* **Set task**:
Retype the lines between the one holding "Task: confirm every instance of the wooden cutting" and the one holding "[[688, 658], [744, 578], [776, 412], [640, 672]]", inclusive, without changing a single character.

* **Provided material**:
= = = = =

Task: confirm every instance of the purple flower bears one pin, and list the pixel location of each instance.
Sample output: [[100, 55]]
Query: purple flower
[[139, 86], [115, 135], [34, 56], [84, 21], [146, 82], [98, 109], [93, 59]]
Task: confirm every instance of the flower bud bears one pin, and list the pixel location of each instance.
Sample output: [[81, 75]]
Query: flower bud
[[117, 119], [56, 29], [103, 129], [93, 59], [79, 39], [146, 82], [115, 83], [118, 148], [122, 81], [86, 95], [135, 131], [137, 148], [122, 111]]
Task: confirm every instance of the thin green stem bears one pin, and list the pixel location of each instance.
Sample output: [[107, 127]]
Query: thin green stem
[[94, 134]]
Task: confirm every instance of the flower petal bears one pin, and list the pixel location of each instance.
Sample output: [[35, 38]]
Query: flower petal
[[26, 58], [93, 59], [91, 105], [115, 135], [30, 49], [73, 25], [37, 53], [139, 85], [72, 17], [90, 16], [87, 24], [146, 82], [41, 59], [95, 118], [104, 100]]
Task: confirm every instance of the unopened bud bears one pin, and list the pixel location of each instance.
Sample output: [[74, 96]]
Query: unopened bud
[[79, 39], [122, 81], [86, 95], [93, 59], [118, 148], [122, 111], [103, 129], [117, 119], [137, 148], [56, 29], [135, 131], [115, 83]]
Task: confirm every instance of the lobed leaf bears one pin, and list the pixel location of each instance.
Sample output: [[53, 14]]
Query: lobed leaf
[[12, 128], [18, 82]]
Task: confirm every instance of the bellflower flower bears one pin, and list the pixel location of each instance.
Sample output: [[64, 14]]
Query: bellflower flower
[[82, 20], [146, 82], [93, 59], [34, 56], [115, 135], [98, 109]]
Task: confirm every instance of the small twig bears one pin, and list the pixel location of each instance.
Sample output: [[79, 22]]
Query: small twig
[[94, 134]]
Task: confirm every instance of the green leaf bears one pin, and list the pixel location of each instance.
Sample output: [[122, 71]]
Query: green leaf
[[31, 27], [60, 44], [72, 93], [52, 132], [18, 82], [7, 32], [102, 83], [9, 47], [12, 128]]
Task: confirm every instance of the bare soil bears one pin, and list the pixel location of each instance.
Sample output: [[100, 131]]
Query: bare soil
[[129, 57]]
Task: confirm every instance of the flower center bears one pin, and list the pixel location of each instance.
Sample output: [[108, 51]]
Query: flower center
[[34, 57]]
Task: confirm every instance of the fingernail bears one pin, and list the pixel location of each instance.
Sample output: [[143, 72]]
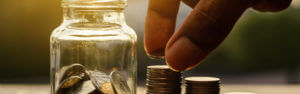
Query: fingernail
[[183, 54]]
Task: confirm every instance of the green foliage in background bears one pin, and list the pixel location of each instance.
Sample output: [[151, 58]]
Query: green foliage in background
[[260, 41]]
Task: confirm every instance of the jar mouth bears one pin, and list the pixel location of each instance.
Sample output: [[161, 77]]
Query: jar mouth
[[95, 3]]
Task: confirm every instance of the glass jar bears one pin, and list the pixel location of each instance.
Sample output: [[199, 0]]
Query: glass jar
[[93, 50]]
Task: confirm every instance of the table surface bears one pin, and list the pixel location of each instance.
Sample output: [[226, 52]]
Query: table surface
[[259, 89]]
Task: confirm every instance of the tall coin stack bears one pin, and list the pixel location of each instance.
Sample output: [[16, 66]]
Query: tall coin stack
[[202, 85], [162, 80]]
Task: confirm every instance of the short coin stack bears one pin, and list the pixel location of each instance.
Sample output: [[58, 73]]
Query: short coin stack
[[162, 80], [75, 79], [202, 85]]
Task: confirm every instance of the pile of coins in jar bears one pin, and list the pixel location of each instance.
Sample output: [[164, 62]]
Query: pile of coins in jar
[[75, 79]]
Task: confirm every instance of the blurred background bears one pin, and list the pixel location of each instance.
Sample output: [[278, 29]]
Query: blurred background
[[263, 48]]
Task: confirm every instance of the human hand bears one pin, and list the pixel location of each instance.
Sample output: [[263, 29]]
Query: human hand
[[202, 31]]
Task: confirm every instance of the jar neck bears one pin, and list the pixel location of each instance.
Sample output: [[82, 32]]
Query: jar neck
[[92, 17]]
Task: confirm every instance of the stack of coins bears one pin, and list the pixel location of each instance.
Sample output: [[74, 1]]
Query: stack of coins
[[202, 85], [162, 80], [75, 79]]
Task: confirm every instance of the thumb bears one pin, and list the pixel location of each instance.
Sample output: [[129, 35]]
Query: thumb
[[203, 30]]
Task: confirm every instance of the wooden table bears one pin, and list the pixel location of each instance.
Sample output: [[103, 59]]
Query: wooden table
[[259, 89]]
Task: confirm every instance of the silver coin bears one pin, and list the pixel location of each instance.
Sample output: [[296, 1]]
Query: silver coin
[[72, 70], [70, 82], [85, 88], [119, 83], [102, 82]]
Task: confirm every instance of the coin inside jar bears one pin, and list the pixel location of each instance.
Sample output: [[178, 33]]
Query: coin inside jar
[[73, 70], [67, 83], [119, 83], [85, 88], [102, 82]]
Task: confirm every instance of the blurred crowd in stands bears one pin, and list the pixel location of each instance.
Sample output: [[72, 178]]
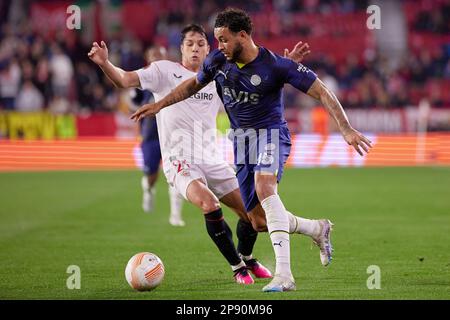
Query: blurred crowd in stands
[[41, 74]]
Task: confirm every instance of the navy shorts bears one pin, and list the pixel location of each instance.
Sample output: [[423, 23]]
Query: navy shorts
[[151, 152], [260, 150]]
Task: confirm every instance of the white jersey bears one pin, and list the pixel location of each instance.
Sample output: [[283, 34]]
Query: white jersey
[[187, 129]]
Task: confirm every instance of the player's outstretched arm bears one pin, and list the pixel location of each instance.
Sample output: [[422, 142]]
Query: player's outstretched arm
[[300, 51], [183, 91], [120, 78], [319, 91]]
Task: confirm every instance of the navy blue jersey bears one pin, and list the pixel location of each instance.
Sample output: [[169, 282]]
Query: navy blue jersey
[[252, 95]]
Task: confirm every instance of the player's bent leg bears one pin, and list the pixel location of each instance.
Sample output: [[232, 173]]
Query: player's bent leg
[[148, 191], [176, 204], [278, 226], [246, 235], [318, 230], [219, 231]]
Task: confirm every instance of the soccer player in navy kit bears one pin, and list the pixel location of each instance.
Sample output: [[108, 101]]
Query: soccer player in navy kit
[[249, 80]]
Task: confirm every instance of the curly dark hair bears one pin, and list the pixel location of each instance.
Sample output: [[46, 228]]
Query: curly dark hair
[[235, 20], [194, 28]]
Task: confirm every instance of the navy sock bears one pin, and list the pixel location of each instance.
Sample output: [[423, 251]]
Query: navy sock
[[246, 237], [221, 234]]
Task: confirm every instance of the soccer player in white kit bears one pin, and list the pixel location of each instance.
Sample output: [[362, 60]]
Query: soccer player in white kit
[[191, 165]]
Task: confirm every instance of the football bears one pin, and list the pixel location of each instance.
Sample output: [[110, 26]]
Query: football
[[144, 271]]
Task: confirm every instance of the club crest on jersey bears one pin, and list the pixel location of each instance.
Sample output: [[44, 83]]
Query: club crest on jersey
[[255, 80]]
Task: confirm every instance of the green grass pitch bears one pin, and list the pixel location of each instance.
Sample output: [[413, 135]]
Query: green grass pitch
[[395, 218]]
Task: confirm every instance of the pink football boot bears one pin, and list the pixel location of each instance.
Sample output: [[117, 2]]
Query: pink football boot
[[258, 269], [242, 276]]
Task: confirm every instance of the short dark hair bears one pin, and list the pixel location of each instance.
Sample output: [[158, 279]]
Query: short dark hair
[[194, 28], [234, 19]]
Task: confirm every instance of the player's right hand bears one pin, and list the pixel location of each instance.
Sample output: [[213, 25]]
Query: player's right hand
[[98, 54], [355, 139], [147, 110]]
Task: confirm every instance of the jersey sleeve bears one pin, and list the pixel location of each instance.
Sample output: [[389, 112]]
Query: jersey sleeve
[[210, 67], [296, 74], [151, 78]]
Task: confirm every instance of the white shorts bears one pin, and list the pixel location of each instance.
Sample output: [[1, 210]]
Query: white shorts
[[220, 177]]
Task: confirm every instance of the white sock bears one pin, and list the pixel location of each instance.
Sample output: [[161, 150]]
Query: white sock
[[144, 183], [303, 226], [176, 203], [278, 226]]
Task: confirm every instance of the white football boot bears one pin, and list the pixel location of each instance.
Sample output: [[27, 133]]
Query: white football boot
[[280, 284]]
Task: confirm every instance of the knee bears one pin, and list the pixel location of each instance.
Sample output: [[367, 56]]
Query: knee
[[209, 205], [264, 191], [259, 224]]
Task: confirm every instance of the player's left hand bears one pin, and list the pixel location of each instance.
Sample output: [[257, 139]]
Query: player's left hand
[[147, 110], [300, 51], [357, 140]]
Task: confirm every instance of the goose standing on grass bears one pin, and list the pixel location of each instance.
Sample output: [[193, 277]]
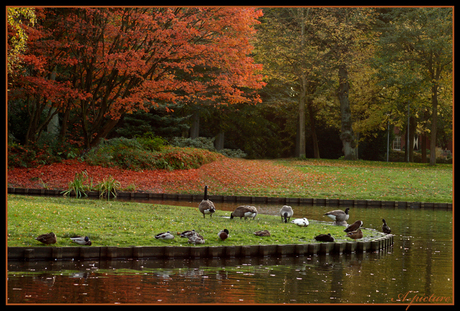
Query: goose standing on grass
[[206, 206], [385, 227], [165, 236], [83, 240], [355, 235], [301, 222], [340, 217], [223, 234], [186, 234], [262, 233], [196, 239], [245, 211], [354, 226], [47, 238], [286, 212], [324, 238]]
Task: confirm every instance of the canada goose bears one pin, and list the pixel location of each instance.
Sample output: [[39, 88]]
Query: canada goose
[[196, 239], [385, 227], [262, 233], [223, 234], [164, 236], [358, 234], [83, 240], [244, 211], [206, 206], [186, 234], [47, 238], [301, 222], [286, 212], [324, 238], [338, 215], [354, 226]]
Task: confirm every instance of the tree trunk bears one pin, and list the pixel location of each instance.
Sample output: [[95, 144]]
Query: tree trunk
[[302, 147], [195, 128], [434, 121], [347, 136], [219, 143], [314, 137]]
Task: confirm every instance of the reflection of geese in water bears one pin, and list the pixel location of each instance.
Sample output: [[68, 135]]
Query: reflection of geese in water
[[46, 279]]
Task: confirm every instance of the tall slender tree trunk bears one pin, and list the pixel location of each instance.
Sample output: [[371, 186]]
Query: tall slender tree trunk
[[347, 136], [434, 121], [314, 137]]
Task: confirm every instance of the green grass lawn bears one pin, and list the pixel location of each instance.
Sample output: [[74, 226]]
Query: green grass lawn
[[377, 180], [113, 223]]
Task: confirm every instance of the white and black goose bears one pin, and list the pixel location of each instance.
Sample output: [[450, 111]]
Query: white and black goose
[[206, 206]]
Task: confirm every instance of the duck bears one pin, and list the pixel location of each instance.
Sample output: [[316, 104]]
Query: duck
[[354, 226], [385, 227], [245, 211], [355, 235], [83, 240], [324, 238], [206, 206], [286, 212], [47, 238], [186, 234], [196, 239], [164, 236], [223, 234], [338, 215], [262, 233], [301, 222]]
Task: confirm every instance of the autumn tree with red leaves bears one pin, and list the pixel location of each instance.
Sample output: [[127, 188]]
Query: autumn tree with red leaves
[[93, 65]]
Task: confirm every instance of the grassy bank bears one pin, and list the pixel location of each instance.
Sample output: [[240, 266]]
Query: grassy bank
[[310, 178], [110, 223]]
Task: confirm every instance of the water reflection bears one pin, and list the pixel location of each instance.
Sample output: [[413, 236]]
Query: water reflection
[[420, 261]]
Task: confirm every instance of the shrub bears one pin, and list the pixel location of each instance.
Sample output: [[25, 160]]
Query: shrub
[[134, 155]]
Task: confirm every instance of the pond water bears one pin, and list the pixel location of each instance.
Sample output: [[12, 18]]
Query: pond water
[[418, 265]]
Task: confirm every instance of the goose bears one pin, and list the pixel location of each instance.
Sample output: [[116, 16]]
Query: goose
[[223, 234], [354, 226], [324, 238], [196, 239], [47, 238], [385, 227], [164, 236], [262, 233], [83, 240], [244, 211], [358, 234], [301, 222], [338, 215], [286, 212], [206, 206], [186, 234]]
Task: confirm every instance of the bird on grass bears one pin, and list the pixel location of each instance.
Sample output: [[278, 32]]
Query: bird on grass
[[245, 211], [354, 226], [47, 238], [385, 227], [262, 233], [338, 215], [164, 236], [206, 206], [223, 234], [196, 239], [355, 235], [83, 240], [324, 238], [186, 234], [301, 222], [286, 212]]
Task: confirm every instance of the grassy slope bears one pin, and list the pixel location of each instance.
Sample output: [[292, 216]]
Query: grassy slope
[[126, 224]]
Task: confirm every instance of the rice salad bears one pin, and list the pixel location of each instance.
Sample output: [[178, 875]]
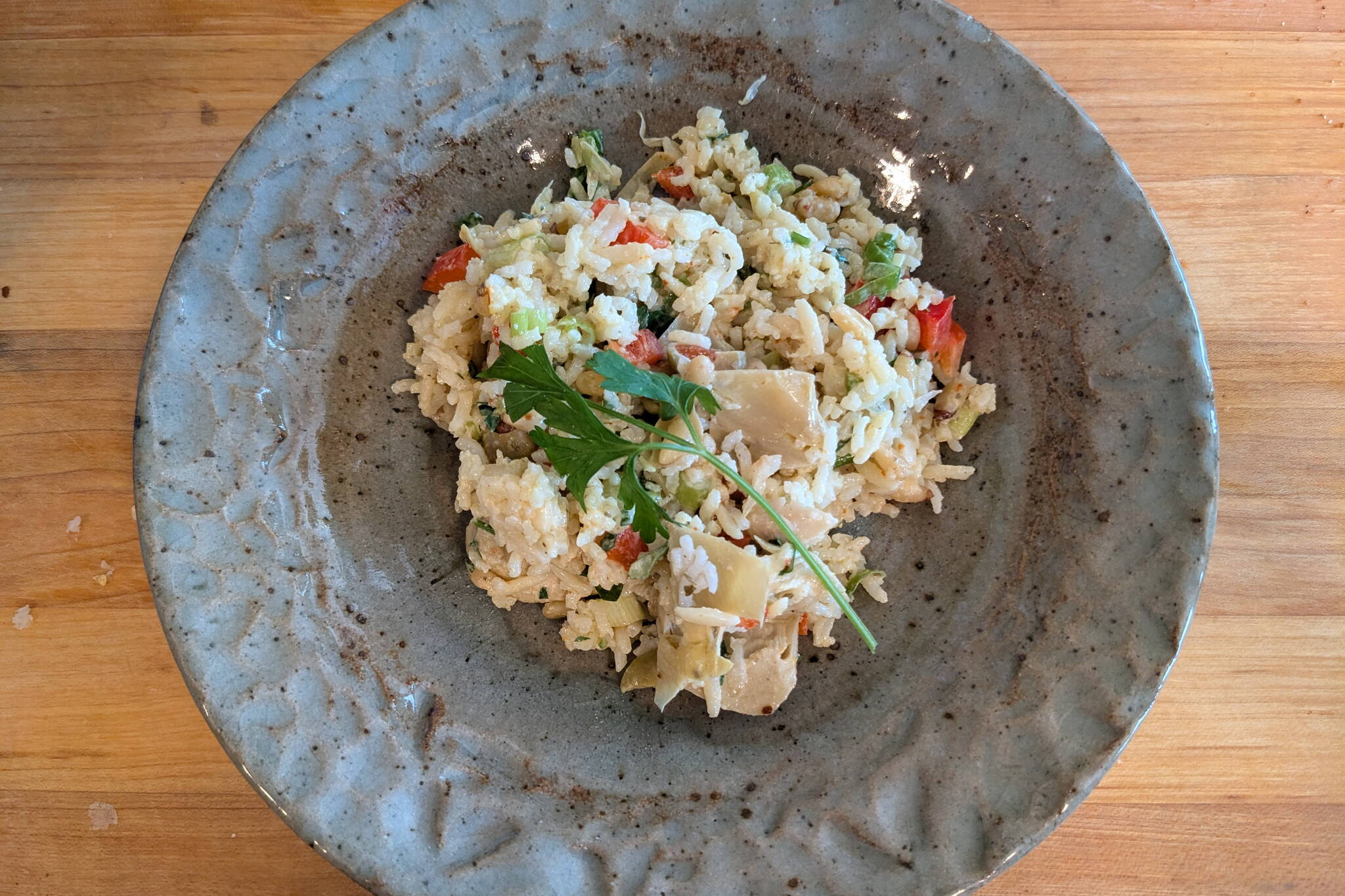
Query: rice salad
[[669, 391]]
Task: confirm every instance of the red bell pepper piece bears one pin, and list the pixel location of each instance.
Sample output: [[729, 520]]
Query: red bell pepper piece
[[645, 350], [942, 337], [694, 351], [627, 547], [676, 191], [450, 268], [634, 233]]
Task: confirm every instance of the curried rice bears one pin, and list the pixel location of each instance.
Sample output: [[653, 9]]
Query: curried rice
[[837, 372]]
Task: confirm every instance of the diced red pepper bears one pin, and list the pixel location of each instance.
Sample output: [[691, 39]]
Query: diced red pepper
[[676, 191], [872, 304], [450, 268], [634, 233], [645, 350], [942, 337], [694, 351], [628, 545]]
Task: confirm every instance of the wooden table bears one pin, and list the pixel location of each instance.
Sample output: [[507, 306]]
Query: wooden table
[[116, 116]]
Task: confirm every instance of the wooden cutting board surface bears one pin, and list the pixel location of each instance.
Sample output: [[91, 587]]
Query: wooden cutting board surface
[[115, 117]]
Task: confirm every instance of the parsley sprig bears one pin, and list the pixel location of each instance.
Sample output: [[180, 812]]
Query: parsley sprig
[[580, 444]]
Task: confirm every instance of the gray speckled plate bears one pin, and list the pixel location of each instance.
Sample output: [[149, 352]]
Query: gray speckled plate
[[298, 521]]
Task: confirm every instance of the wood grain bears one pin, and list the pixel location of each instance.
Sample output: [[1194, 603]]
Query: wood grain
[[116, 117]]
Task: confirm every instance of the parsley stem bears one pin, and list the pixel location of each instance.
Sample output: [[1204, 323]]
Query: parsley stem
[[818, 570], [648, 427]]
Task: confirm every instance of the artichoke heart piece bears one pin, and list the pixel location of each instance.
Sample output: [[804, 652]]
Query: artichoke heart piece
[[688, 658], [744, 578], [776, 412], [640, 672]]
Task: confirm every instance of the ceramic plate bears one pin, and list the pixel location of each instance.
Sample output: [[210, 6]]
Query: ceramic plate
[[298, 524]]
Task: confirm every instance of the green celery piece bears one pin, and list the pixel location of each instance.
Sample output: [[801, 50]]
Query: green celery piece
[[962, 422], [778, 178]]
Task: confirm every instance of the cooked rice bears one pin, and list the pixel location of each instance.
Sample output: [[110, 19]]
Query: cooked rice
[[751, 272]]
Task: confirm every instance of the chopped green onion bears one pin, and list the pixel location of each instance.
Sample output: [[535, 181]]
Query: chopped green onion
[[643, 566], [594, 175], [690, 496], [860, 575], [881, 272], [779, 182], [623, 612], [579, 324], [529, 320], [594, 136]]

= = = = =

* **Solved exercise**:
Task: confirm every instance of the wooden cutting board surface bears one pin, and list the pixel location of each instance.
Sample output: [[91, 587]]
Query: wooden cutting board surface
[[115, 117]]
Task: confirm every instance of the parsley sprig bears one pin, and list the pixel location of each instance.
Sample output: [[180, 812]]
Query: parsley sprig
[[580, 444]]
Task: confirm every instance of the gray speckled plate bears one pin, and list the pixel location of each instance.
Sample output: [[149, 352]]
Query: gray speckled plate
[[298, 521]]
Task: confirm every instance of the wood grain bears one pin, and list the pixel location of each instance.
Sample output: [[1194, 603]]
Query: wood grain
[[116, 117]]
Task: confirm every instance of the parsley stem bears one pin, and list the pixel location of each instance.
Sample output: [[1204, 323]]
Query: parsley stem
[[818, 570], [648, 427]]
Task: confirm every instance of the artichoke heart piece bears one pin, and list the pixel location of each instance.
Sample output: [[804, 652]]
Query: artichoke heart piece
[[688, 658], [744, 578], [776, 412], [640, 672]]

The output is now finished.